## Excerpt provided:
• • • • •

In this essay we will discuss about the ground tissue system.
This tissue system includes all the tissues excepting the epidermis and vascular bundles. Therefore, it is the largest tissue system beginning from the layer next to epidermis and continuing up to the centre point of the organ. Ground tissue system is heterogeneous in nature including diverse types of cells specialised for different types of function.
The ground tissue outside the stele is called the cortex or extrastellar ground tissue and that inside the stele is called intrastellar ground tissue or pith. Both the ground tissue are further differentiated into different specialized zones to perform certain particular functions. Ground tissues are derived from the ground meristem of the embryo.

• • • • •

## Dataset excerpts:

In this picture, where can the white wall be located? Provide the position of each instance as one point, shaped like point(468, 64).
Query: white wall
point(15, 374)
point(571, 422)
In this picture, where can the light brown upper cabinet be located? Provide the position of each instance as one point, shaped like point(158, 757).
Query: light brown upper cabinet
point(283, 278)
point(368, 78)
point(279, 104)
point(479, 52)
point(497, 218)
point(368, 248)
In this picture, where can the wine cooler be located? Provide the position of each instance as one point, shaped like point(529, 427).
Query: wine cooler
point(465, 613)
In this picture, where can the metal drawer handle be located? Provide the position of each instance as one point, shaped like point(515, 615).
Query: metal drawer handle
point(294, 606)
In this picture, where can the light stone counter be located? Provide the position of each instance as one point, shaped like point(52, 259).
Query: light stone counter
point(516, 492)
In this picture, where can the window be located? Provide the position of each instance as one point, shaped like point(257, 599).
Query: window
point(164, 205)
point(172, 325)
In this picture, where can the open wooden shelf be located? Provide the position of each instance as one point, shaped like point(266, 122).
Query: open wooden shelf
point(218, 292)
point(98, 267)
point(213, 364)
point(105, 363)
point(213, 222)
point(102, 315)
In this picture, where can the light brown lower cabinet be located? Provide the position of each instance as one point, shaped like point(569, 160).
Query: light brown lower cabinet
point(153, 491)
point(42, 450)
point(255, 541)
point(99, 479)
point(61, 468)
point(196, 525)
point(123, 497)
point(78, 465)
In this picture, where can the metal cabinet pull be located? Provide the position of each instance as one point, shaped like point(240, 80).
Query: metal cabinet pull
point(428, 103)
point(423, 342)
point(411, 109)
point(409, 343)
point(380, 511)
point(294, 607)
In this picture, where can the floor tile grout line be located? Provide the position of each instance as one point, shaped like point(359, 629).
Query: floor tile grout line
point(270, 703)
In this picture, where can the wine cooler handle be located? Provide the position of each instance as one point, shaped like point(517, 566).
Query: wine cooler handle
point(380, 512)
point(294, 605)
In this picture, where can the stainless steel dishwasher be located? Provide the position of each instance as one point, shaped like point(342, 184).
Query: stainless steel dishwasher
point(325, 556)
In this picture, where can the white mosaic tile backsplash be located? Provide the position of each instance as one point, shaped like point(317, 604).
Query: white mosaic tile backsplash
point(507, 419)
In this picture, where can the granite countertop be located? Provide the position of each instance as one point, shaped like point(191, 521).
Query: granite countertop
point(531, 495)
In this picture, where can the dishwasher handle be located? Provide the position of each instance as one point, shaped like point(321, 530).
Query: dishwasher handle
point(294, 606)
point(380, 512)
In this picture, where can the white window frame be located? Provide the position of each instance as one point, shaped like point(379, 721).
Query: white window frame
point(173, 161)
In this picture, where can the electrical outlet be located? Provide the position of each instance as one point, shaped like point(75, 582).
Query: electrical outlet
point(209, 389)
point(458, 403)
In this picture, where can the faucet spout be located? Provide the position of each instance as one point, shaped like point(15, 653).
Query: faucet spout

• • • • •

## What to do:
• a. Reproduce the part of the ground tissue essay that opens with the words containing "This tissue system" and closes with "of the embryo.".
• b. Carry the essay on the ground tissue system forward past its last sentence.

## Results of the tasks:
• a.
This tissue system includes all the tissues excepting the epidermis and vascular bundles. Therefore, it is the largest tissue system beginning from the layer next to epidermis and continuing up to the centre point of the organ. Ground tissue system is heterogeneous in nature including diverse types of cells specialised for different types of function.
The ground tissue outside the stele is called the cortex or extrastellar ground tissue and that inside the stele is called intrastellar ground tissue or pith. Both the ground tissue are further differentiated into different specialized zones to perform certain particular functions. Ground tissues are derived from the ground meristem of the embryo.

• b.
1. Essay on Cortex:
The tissue internal to the epidermis and external to the vascular cylinder is the cortex consisting of various types of cells. The cortex is usually composed of thin walled parenchyma cells only (e.g., Salicornia, Pelargonium etc.). Sometimes the peripheral layers of it, immediately beneath the epidermis, form hypo- dermis with other types of cells of different origin from the epidermis.
This peripheral layer usually contains collenchyma occurring either as a continuous band or discrete groups or as isolated strips. In Cucurbita, patches of collenchyma are present in the projecting ridges of stem. In certain cases the collenchymatous hypodermal cells and peripheral cortical parenchyma cells contain abundant chloroplastids to perform photosynthesis and are known as chlorenchyma.
In the cortex other types of cells like sclereids (e.g., Trochodendron), laticifers (e.g., Calotropis) etc. may also occur. The cortical parenchyma may contain starch, crystals etc.
In monocot stems all the tissues but vascular bundles and epidermis constitute the ground tissue without distinction between cortex and pith. In many genera of Liliaceae (e.g., Asparagus) and Amaryllidaceae, however, there is differentiation of cortex and stele with distinct endodermis and pericycle. In certain cases the outer layers of the cortex may be sclerified parenchyma or sclerenchyma.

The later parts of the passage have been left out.